• _Task goal_:
A copy is needed of each line in the records that has the word "person".

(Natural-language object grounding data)
BEGIN

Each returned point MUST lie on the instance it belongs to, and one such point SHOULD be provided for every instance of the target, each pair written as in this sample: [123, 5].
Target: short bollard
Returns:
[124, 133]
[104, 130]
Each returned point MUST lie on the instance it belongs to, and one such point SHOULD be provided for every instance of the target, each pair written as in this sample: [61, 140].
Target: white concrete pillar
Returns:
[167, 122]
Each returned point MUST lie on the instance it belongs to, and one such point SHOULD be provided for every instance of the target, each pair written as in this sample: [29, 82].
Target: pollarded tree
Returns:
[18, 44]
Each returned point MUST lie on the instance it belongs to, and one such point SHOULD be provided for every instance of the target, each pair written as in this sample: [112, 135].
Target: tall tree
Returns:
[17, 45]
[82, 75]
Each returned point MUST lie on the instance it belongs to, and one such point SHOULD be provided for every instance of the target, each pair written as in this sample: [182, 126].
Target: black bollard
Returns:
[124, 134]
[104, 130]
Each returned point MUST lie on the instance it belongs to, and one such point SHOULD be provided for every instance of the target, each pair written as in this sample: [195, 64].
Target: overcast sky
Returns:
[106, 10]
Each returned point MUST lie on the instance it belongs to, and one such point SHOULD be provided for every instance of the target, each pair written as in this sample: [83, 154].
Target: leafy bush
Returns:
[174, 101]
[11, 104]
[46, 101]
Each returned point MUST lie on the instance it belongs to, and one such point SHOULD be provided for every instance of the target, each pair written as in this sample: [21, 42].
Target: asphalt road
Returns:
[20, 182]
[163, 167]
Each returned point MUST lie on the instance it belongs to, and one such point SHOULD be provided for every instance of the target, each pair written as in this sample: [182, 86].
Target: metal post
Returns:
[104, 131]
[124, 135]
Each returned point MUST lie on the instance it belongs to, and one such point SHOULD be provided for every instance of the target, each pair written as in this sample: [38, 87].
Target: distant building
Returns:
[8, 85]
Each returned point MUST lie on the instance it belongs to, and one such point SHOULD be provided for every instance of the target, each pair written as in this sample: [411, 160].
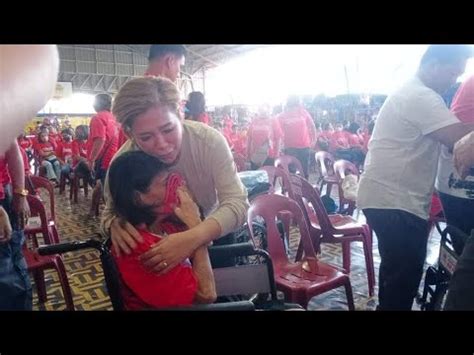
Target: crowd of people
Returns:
[182, 190]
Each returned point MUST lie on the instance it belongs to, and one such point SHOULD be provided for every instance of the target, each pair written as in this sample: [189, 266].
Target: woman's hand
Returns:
[464, 155]
[169, 252]
[5, 226]
[187, 211]
[22, 209]
[124, 236]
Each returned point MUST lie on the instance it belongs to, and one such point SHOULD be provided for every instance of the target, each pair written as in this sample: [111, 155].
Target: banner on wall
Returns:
[63, 90]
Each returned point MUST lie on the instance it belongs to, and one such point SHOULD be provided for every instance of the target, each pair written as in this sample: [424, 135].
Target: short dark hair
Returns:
[125, 186]
[159, 50]
[103, 102]
[446, 53]
[196, 105]
[353, 127]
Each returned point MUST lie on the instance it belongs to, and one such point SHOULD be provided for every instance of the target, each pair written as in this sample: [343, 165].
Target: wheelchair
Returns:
[436, 282]
[238, 280]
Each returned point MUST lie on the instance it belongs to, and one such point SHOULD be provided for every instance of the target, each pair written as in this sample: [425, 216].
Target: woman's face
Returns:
[159, 132]
[155, 196]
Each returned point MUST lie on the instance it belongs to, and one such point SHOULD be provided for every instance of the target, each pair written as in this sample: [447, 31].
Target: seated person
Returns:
[146, 199]
[47, 157]
[64, 151]
[79, 153]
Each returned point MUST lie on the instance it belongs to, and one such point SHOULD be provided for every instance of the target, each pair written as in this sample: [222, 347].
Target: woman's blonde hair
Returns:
[137, 96]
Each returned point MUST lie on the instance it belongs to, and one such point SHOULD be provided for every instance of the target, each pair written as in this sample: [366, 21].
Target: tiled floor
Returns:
[87, 282]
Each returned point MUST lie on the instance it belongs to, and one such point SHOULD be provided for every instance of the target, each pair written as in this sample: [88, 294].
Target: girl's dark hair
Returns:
[353, 127]
[102, 102]
[129, 174]
[196, 105]
[371, 126]
[84, 132]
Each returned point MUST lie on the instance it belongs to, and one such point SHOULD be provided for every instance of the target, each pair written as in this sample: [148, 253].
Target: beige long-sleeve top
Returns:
[207, 164]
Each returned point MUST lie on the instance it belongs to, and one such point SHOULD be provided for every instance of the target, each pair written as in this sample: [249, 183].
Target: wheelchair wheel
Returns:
[439, 297]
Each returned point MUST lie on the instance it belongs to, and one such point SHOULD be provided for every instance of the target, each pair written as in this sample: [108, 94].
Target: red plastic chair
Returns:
[325, 162]
[37, 264]
[303, 279]
[75, 186]
[332, 229]
[285, 161]
[342, 168]
[42, 183]
[277, 174]
[240, 161]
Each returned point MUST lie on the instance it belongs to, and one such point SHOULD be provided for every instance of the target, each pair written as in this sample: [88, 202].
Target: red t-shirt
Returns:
[263, 131]
[64, 151]
[3, 173]
[296, 125]
[204, 118]
[122, 138]
[79, 148]
[45, 147]
[25, 143]
[103, 125]
[339, 140]
[26, 163]
[145, 289]
[355, 140]
[55, 140]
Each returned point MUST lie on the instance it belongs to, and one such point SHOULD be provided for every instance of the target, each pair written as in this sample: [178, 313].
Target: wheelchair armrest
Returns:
[232, 250]
[230, 306]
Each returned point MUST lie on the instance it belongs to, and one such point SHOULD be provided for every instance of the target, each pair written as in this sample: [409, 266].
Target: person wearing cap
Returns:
[396, 187]
[148, 110]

END

• _Answer for the task_:
Target: seated person
Target: person wearing cap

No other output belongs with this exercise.